- [ENTRIES]:
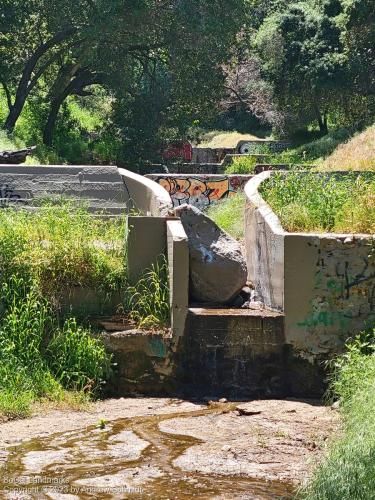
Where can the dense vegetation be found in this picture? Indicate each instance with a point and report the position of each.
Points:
(99, 81)
(44, 350)
(307, 202)
(348, 471)
(229, 215)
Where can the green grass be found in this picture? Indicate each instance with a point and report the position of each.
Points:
(244, 165)
(33, 346)
(311, 202)
(45, 356)
(229, 215)
(147, 301)
(61, 246)
(348, 469)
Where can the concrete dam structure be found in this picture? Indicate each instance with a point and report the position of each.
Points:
(316, 291)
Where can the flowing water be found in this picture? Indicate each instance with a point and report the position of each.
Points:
(129, 458)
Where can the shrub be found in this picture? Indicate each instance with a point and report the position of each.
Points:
(37, 358)
(61, 246)
(147, 302)
(348, 470)
(322, 202)
(241, 165)
(76, 359)
(229, 215)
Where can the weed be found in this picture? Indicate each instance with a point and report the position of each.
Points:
(348, 470)
(322, 202)
(229, 215)
(242, 165)
(147, 301)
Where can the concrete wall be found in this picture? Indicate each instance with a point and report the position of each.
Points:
(264, 245)
(199, 190)
(144, 195)
(210, 155)
(324, 283)
(99, 187)
(147, 240)
(258, 146)
(178, 261)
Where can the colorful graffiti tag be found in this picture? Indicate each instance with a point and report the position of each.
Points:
(200, 191)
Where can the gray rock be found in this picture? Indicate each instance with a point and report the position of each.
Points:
(217, 267)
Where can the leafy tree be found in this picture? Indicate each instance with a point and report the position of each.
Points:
(303, 56)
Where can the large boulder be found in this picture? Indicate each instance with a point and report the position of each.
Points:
(217, 267)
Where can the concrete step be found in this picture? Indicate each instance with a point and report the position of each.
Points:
(234, 352)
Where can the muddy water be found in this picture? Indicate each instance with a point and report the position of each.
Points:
(129, 458)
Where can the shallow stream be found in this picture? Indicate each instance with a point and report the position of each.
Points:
(129, 458)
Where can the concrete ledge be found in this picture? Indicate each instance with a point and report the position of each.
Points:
(236, 355)
(144, 195)
(100, 188)
(178, 260)
(146, 242)
(142, 362)
(324, 283)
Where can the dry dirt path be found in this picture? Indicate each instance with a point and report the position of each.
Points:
(164, 448)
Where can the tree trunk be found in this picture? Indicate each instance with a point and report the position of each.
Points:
(81, 80)
(27, 82)
(322, 122)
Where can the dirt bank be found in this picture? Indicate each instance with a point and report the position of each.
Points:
(166, 448)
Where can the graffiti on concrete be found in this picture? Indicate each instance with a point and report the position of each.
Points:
(344, 289)
(200, 191)
(8, 196)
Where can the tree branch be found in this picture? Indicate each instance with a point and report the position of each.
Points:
(7, 94)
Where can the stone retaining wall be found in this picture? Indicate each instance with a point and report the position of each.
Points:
(99, 188)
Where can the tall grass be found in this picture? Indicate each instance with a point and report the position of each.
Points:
(322, 202)
(348, 470)
(230, 215)
(62, 246)
(147, 301)
(358, 153)
(242, 165)
(38, 359)
(41, 255)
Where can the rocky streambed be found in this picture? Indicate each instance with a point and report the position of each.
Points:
(164, 449)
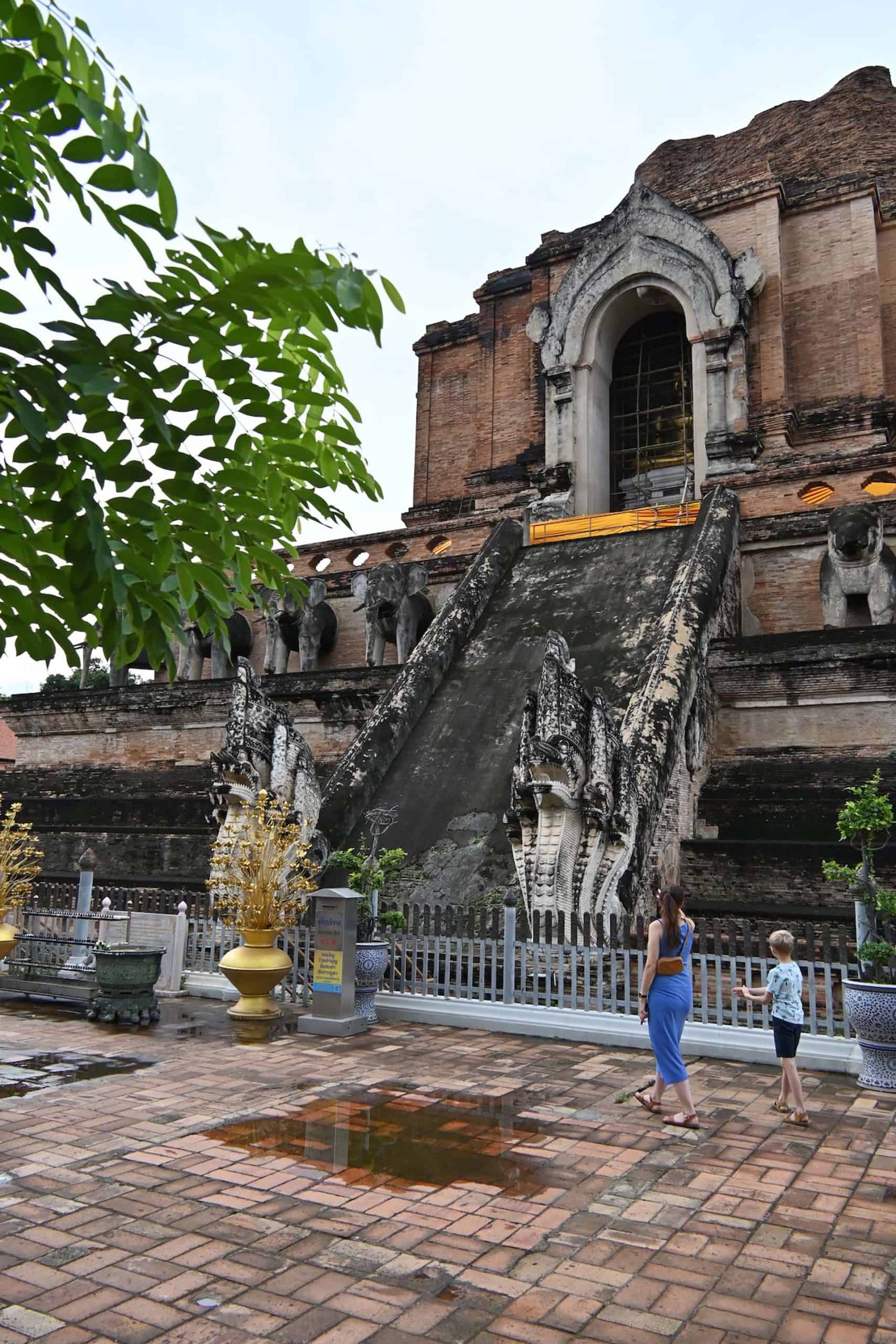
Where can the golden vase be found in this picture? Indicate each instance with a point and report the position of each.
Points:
(8, 936)
(254, 970)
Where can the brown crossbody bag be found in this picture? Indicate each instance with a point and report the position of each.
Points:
(673, 965)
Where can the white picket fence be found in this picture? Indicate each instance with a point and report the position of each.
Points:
(586, 979)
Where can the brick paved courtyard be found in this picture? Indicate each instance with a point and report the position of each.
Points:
(124, 1220)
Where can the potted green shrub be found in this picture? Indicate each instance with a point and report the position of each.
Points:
(870, 1002)
(368, 873)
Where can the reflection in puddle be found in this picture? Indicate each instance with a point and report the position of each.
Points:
(22, 1074)
(410, 1136)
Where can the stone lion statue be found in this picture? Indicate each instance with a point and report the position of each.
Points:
(858, 563)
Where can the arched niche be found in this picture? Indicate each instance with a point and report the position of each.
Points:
(644, 256)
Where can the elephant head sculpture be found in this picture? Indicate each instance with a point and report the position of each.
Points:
(307, 628)
(397, 608)
(199, 647)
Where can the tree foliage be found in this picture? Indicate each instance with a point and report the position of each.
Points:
(864, 822)
(368, 873)
(97, 679)
(162, 445)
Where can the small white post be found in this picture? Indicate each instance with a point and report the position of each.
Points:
(87, 866)
(179, 952)
(510, 945)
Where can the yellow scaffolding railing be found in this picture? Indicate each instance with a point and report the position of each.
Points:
(610, 524)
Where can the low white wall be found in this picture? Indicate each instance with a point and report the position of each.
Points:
(750, 1045)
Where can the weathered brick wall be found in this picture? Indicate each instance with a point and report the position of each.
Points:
(774, 881)
(887, 272)
(157, 725)
(758, 226)
(832, 303)
(812, 187)
(829, 689)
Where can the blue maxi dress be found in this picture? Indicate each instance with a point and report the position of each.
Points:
(669, 1002)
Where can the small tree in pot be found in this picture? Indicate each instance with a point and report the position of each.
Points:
(368, 874)
(866, 823)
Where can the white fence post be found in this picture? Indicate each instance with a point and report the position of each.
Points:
(510, 947)
(179, 951)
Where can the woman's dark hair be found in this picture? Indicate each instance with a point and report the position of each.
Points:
(671, 904)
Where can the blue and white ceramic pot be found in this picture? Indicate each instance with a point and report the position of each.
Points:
(371, 960)
(872, 1015)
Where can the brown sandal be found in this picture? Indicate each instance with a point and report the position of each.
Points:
(688, 1120)
(648, 1102)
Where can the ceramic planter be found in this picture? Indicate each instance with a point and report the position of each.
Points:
(371, 960)
(872, 1015)
(125, 985)
(254, 970)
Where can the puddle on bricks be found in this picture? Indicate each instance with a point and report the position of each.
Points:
(424, 1139)
(22, 1074)
(176, 1021)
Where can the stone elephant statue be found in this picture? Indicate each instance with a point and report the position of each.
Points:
(191, 656)
(307, 628)
(397, 608)
(859, 563)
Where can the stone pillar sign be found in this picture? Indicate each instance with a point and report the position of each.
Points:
(333, 968)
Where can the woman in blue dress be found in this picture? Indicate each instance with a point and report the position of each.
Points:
(666, 1000)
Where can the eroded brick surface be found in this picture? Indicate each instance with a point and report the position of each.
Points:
(121, 1215)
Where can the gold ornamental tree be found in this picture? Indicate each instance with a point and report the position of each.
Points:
(261, 878)
(19, 859)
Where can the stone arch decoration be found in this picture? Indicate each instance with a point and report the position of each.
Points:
(647, 253)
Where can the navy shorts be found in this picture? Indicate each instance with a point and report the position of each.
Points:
(786, 1037)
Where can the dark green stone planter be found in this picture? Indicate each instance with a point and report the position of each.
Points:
(125, 985)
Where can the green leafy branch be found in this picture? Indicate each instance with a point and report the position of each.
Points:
(163, 448)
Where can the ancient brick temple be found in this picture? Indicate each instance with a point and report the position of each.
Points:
(669, 437)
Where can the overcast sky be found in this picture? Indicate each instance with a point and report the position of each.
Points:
(438, 142)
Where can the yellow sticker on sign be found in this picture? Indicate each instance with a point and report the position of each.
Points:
(328, 972)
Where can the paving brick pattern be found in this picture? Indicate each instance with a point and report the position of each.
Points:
(123, 1221)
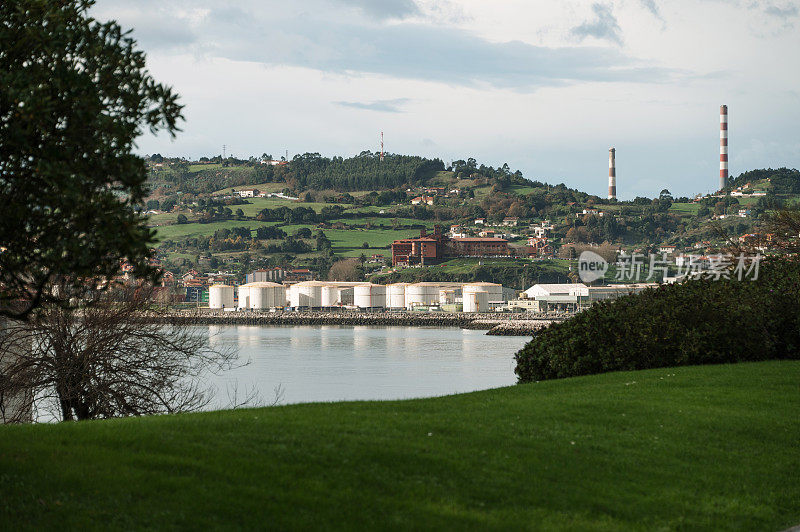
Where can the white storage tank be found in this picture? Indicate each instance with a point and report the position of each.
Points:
(220, 296)
(264, 295)
(330, 296)
(306, 294)
(369, 296)
(396, 295)
(422, 295)
(244, 296)
(475, 298)
(494, 290)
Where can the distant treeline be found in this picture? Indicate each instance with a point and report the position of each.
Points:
(783, 180)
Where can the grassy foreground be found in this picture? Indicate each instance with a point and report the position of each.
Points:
(712, 447)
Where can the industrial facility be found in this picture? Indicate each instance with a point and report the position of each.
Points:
(453, 297)
(441, 296)
(723, 147)
(612, 174)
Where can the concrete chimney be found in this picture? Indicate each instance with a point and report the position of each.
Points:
(723, 146)
(612, 175)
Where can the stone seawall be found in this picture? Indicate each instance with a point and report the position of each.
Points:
(496, 324)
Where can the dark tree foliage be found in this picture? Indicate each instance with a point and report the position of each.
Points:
(696, 322)
(74, 94)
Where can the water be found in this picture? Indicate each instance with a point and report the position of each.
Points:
(335, 363)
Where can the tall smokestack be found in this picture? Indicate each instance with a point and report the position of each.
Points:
(612, 175)
(723, 147)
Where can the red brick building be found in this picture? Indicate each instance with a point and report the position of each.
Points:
(433, 249)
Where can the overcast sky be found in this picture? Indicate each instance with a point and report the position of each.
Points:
(545, 86)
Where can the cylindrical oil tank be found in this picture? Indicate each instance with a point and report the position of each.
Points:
(422, 294)
(306, 294)
(244, 296)
(266, 295)
(447, 296)
(220, 296)
(396, 295)
(476, 298)
(330, 296)
(369, 296)
(494, 290)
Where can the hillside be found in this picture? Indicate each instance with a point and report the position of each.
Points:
(777, 181)
(703, 448)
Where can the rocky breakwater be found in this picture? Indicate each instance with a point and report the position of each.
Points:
(502, 324)
(513, 327)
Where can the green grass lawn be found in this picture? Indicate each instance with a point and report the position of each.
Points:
(711, 448)
(201, 167)
(172, 232)
(262, 187)
(685, 208)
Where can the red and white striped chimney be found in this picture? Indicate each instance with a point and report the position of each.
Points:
(612, 175)
(723, 147)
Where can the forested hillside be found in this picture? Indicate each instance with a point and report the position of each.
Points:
(781, 180)
(312, 171)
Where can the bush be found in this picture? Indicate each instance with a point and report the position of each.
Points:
(696, 322)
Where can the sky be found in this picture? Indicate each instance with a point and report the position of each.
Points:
(547, 87)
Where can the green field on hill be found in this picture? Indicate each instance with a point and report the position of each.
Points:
(696, 448)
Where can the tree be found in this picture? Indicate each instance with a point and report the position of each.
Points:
(346, 270)
(109, 359)
(75, 95)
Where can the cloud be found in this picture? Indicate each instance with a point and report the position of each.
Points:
(651, 6)
(383, 9)
(315, 35)
(384, 106)
(604, 27)
(786, 11)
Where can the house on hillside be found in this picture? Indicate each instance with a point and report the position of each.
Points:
(419, 200)
(668, 249)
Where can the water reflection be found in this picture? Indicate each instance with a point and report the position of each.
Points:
(342, 363)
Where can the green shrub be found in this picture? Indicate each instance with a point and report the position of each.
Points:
(696, 322)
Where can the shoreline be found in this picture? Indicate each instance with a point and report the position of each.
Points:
(496, 325)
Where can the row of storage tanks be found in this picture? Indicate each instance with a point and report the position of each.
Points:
(475, 297)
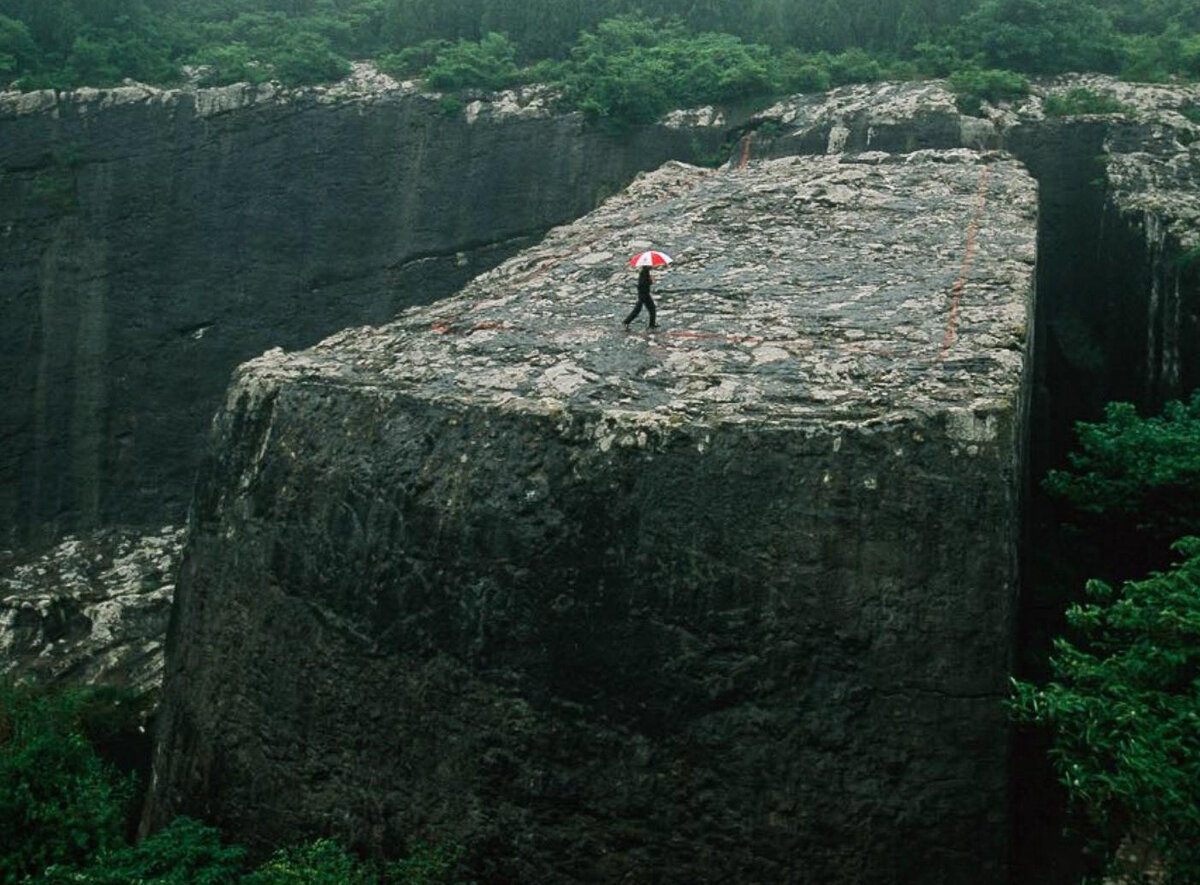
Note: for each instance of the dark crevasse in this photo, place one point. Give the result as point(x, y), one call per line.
point(1116, 320)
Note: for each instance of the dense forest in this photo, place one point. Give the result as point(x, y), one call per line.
point(618, 59)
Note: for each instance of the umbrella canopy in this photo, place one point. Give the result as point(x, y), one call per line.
point(651, 258)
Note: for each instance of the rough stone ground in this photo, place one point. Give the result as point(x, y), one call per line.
point(809, 289)
point(725, 601)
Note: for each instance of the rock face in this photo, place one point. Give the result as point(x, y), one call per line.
point(90, 609)
point(726, 602)
point(1119, 214)
point(153, 240)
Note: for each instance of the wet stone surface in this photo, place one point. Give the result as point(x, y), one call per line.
point(729, 601)
point(843, 289)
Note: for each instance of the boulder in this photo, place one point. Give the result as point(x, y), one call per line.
point(730, 600)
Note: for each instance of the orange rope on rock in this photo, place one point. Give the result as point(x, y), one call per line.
point(952, 321)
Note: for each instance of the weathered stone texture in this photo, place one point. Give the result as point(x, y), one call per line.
point(726, 602)
point(151, 240)
point(93, 609)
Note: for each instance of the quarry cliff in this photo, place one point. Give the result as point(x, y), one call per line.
point(154, 239)
point(731, 598)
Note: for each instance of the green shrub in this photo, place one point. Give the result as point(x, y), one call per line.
point(232, 62)
point(1134, 483)
point(1122, 704)
point(1081, 101)
point(306, 58)
point(1039, 36)
point(59, 802)
point(184, 853)
point(487, 64)
point(972, 86)
point(1123, 708)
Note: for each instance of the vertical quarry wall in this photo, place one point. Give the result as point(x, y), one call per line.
point(730, 601)
point(150, 241)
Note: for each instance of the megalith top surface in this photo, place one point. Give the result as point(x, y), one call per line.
point(803, 289)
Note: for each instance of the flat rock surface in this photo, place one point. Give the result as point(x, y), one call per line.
point(727, 601)
point(804, 289)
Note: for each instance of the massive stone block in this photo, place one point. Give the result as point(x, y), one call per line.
point(153, 240)
point(730, 601)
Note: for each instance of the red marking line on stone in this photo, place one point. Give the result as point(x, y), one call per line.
point(714, 336)
point(952, 321)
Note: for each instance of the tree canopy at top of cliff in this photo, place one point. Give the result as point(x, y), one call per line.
point(613, 58)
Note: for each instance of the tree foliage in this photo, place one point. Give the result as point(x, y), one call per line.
point(65, 812)
point(1123, 700)
point(59, 801)
point(1125, 710)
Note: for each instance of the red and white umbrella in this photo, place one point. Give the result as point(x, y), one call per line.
point(651, 258)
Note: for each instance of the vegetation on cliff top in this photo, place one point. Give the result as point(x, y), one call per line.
point(1123, 699)
point(616, 59)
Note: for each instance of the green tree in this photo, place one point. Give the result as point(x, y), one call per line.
point(1133, 485)
point(184, 853)
point(1122, 702)
point(1123, 708)
point(1039, 36)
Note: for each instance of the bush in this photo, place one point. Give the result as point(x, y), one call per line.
point(1039, 36)
point(487, 64)
point(184, 853)
point(1081, 101)
point(1134, 485)
point(973, 86)
point(1122, 705)
point(1125, 712)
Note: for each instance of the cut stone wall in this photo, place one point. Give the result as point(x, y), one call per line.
point(726, 601)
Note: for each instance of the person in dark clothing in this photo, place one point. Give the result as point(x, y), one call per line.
point(643, 297)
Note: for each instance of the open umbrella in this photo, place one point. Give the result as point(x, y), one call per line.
point(651, 258)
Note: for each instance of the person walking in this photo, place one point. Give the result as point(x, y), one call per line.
point(643, 297)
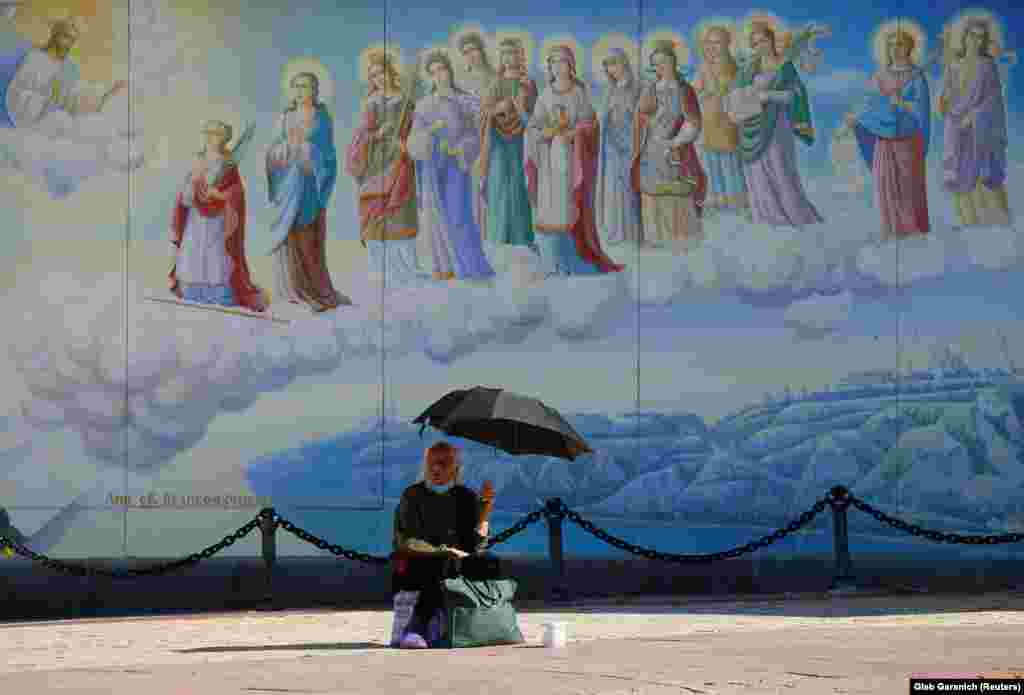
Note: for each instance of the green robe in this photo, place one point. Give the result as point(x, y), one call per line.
point(756, 133)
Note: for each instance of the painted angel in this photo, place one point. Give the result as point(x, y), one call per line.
point(208, 226)
point(974, 109)
point(772, 110)
point(53, 125)
point(894, 133)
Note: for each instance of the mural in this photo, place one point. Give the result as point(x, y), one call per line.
point(750, 253)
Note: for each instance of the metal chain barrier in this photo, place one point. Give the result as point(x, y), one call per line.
point(937, 536)
point(554, 511)
point(651, 554)
point(154, 570)
point(320, 543)
point(518, 526)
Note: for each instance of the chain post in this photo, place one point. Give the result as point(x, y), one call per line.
point(554, 511)
point(268, 527)
point(843, 580)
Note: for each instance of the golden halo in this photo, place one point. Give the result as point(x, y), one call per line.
point(700, 32)
point(880, 40)
point(392, 50)
point(439, 48)
point(307, 64)
point(766, 17)
point(227, 113)
point(564, 40)
point(603, 47)
point(682, 47)
point(997, 32)
point(457, 59)
point(528, 45)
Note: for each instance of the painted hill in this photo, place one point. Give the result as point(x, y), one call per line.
point(942, 447)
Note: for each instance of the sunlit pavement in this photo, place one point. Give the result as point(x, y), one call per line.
point(842, 644)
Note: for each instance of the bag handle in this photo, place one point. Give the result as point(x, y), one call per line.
point(477, 587)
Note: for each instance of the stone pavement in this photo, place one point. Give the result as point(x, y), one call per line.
point(801, 645)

- [TASK TO COMPLETE]:
Format everything from the line containing "Where can the stone arch" down to the line containing "(786, 1037)" as a two-column CSV with the headers text and answer, one row for each record. Put each field in quotation marks and turn its line breaks into spaces.

- [COMPLETE RESPONSE]:
text,answer
"Where can the stone arch decoration be found in this picture? Indicate each instance with a point and report the position of each. Points:","(647, 253)"
"Where can the navy shorts be found in this picture? Indicate each instance with a point and report the position of each. Points:","(786, 1037)"